══ Provided data

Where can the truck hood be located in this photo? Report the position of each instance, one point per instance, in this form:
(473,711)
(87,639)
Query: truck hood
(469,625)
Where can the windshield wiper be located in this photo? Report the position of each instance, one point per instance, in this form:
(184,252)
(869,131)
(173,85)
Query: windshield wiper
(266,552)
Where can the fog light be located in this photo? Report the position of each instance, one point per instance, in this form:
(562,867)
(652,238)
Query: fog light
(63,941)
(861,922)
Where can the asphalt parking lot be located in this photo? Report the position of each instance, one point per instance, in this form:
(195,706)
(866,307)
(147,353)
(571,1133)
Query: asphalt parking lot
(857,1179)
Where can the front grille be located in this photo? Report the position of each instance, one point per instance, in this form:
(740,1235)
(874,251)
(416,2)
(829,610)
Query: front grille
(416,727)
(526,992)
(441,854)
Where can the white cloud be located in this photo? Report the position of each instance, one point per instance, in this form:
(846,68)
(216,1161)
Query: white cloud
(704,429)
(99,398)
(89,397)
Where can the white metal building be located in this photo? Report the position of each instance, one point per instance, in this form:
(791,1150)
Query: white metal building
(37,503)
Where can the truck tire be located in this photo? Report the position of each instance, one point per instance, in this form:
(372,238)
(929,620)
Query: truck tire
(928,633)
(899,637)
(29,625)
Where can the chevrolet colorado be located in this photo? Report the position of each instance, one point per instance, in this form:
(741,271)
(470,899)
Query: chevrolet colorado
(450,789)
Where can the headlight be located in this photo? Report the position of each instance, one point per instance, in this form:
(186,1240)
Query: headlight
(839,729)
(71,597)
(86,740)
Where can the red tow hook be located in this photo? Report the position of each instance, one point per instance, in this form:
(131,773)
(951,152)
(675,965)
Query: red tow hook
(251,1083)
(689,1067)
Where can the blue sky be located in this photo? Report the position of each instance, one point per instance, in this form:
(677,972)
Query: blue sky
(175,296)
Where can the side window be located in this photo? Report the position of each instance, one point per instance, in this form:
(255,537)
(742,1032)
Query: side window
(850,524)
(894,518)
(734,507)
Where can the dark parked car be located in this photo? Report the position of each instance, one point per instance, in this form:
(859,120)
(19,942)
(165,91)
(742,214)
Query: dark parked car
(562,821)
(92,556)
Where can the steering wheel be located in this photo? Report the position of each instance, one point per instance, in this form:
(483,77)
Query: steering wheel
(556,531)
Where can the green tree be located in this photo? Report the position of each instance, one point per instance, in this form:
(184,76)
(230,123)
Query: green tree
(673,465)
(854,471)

════

Could you rescale the entries above from the line containing "Where can the dark" through the end of the entries, giving all those lines again with the requests included, and multiplying only the answer coordinates by 0.2, rounded to whole numbers with halves rounded up?

Where can the dark parked car be located in this photo? Report the position of each instance, one point per instance, in this form:
(859,120)
(19,942)
(165,91)
(742,214)
Query: dark parked car
(112,164)
(18,111)
Where can the steering wheel be located in this photo? Report the position of each instance, one point per instance, in this form:
(483,77)
Query: steering wheel
(111,106)
Where can the green tree be located in this photo? Report the position of each instance, one point per instance, in this form:
(184,76)
(230,123)
Query: green tree
(135,93)
(171,94)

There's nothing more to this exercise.